Data for analysis:
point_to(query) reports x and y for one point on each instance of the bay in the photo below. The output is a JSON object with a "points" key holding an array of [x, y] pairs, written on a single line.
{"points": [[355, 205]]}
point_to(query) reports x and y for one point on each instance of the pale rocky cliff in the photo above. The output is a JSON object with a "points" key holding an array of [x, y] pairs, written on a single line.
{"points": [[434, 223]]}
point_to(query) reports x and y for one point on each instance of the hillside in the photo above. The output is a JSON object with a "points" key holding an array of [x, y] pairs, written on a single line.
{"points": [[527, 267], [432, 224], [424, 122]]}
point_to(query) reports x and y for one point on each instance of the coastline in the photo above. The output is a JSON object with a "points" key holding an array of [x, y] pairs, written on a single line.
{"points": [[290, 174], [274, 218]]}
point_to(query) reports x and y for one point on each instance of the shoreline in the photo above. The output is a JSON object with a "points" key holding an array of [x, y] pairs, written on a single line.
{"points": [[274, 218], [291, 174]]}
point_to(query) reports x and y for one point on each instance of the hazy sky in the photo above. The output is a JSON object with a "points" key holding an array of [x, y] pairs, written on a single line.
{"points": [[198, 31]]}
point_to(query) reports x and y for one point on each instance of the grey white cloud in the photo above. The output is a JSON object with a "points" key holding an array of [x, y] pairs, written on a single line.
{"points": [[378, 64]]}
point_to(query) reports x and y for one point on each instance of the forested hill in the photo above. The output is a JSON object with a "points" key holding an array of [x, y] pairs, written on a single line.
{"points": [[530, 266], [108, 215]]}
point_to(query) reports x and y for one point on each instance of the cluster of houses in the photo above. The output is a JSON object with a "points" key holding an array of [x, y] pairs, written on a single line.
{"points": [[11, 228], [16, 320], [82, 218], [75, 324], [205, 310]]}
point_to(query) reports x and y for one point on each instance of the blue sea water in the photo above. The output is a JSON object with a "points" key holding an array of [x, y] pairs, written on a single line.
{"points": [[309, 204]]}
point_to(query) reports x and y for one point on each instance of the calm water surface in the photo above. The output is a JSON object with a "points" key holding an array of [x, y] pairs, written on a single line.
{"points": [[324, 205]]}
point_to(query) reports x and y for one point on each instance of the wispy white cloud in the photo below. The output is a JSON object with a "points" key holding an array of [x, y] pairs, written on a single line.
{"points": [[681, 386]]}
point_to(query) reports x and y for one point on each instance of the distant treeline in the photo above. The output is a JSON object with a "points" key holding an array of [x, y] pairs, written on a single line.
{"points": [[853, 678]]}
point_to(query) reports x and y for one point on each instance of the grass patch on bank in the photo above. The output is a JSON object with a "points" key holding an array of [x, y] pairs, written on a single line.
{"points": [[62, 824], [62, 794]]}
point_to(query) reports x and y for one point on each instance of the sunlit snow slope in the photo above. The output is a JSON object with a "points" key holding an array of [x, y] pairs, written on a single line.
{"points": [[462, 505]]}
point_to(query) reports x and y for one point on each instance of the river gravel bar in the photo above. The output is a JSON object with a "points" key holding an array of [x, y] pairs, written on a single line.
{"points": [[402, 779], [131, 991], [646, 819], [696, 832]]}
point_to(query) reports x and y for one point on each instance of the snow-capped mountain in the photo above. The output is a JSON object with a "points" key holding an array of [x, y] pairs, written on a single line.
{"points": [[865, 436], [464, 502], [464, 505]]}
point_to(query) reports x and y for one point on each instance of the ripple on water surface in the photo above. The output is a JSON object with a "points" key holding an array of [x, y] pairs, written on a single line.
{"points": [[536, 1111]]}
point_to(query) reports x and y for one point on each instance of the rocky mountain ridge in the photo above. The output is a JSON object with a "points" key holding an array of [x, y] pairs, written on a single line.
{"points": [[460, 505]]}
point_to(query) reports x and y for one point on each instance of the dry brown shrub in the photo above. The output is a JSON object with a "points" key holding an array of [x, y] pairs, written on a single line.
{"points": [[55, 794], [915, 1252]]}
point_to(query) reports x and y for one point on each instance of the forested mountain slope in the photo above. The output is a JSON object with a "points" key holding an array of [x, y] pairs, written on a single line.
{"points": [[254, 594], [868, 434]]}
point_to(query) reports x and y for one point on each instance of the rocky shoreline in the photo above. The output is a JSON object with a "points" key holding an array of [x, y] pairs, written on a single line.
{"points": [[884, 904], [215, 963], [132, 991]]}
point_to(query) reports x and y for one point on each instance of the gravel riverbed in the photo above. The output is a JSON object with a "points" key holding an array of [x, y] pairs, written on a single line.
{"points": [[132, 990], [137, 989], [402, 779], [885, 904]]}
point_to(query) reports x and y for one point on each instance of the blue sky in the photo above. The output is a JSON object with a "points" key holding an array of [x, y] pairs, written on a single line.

What you need to do:
From the first line to the last, return the listing exactly.

Answer area:
point_to(query) reports x and y for one point on each instance of the bay in the photo below. The output is a JSON object with a "points" key holding an array of [x, y] pairs, written on a single line.
{"points": [[355, 205]]}
point_to(query) reports x and y for one point on each instance of the pale rocky cliff in the photo above. The output is a JSON object with a "points" key holding an array of [x, y] pairs, written on a single line.
{"points": [[434, 223]]}
point_to(query) reports x and y for one point on each instance of the hillside in the photo above. The output is a JSON object with a "points" key holding an array of [x, y] pairs, written on a single line.
{"points": [[527, 267], [432, 224], [424, 122]]}
point_to(query) reports x and y for one point on each instance of the coastline in the photo above. The output is a JSON object with a "points" key holding an array of [x, y] pairs, written on a single line.
{"points": [[290, 174], [274, 218]]}
point_to(query) reports x and y for one point on each instance of the shoreline in the photo above. The output is a JSON object with a "points" key holding an array of [x, y] pairs, written on a single line.
{"points": [[274, 218], [291, 174]]}
point_to(query) reports x and y for one point on each instance of the hazy sky in the photo above. The output is a JSON object with a "points" key holding an array of [x, y] pairs, written on a single line.
{"points": [[198, 31]]}
point_to(query) reports x and y for one point on each instance of the grey white cloud in the photo above. The output is a JSON object with a "points" key holding an array of [x, y] pairs, written on a single line.
{"points": [[378, 64]]}
point_to(query) reports x and y for one point on each instance of the forested hill in the photo above. The output is a JSON object with a "points" key holding an array of [x, y] pairs, written on a single line.
{"points": [[530, 266], [108, 215]]}
point_to(query) reports x and y for one point on each instance of the cluster of houses in the photo above. The output is a JSON object with a "points" key holding an array of [x, y] pairs, written on a single line.
{"points": [[11, 228], [16, 320], [82, 218], [75, 324], [205, 310]]}
point_to(query) reports x and y for one point on each instance of the blue sea water in the photo above. The output is a JSON object with a "points" key holding an array of [x, y] pairs, written on a single line.
{"points": [[309, 204]]}
point_to(query) reports x and y for one point on each instance of the calm water surface in the photo above. The output is a JSON object with a "points" key holding an array of [x, y] pairs, written on a single line.
{"points": [[324, 205]]}
point_to(query) reports x and y for one point on each instance of the wispy white cloud in the photo below. The output is a JSON object with a "points" key holding an array of [x, y] pairs, written on a single line.
{"points": [[681, 386]]}
point_to(query) reports x and y for one point on each instance of the distant treeline in the photo above. The output is a JSON object with a "points" key holding an array of [x, y] pairs, written on a single line.
{"points": [[853, 678]]}
point_to(query) reports x and y for one point on each instance of the grass patch on bank in the photo above. The output is a JSON object with a "points" key holding an array of [x, y] pairs, written on a single line.
{"points": [[62, 824], [62, 794]]}
point_to(query) reports x and y for one point on each instance of the sunlit snow slope in the photo above. The output is a JSON object with a "points" key holding an array of [x, y] pairs, written on a single line.
{"points": [[462, 505]]}
point_to(query) reports x and y for one point on each instance of the river gravel bar in the photo above. The output is a JSON object with a "points" key holding an array of [x, y] pairs, written on a single line.
{"points": [[402, 779], [131, 991], [646, 819], [696, 832]]}
point_to(query) reports x and y for one point on each instance of the snow-capped mountain in the photo above. The output is a JSON object with a "points" key holding an array of [x, y] pairs, written on a single line.
{"points": [[865, 436], [464, 502], [464, 505]]}
point_to(query) reports x and y for one point on each instance of the ripple on water surface in the photo above. The output is a JSON object with a "points" key holding an array of [x, y] pairs, written on a single line.
{"points": [[536, 1111]]}
point_to(query) reports x and y for one point on each instance of the rocky mountain ridge in the photo above. The output is a JSON object with a "points" key holding an array of [x, y] pairs, written on a single line.
{"points": [[460, 505]]}
point_to(query) reports x and y for one point on each instance of the dry brown shrub in the photo above. The output is a JSON object with a "points" key holding an array of [x, y] pairs, written on a single line.
{"points": [[55, 794], [915, 1252]]}
point_to(query) reports x and y for one point on each instance of the forested mountain slope in the photo above. The output is a JSON object with a "points" key holding an array of [x, y] pairs, written on a single line.
{"points": [[254, 594], [868, 434]]}
point_to(query) reports x and y for one point on each instance of the rocky shoreline in the photo above. The output is a JSON object with a "points" key holding an array of [x, y] pairs, written on a single line.
{"points": [[884, 904], [215, 963], [132, 991]]}
point_to(query) reports x and y for one point on each instance of the gravel riverbed in the photo above. The output is a JSON object with a "points" key holding an array of [x, y] pairs, written on a single line.
{"points": [[132, 990], [137, 989], [402, 779], [885, 904]]}
point_to(query) reports x and y for one point on each instance of the blue sky in the photo above. The output is a JSON object with a "points" key holding an array of [x, y] pairs, written on a single line.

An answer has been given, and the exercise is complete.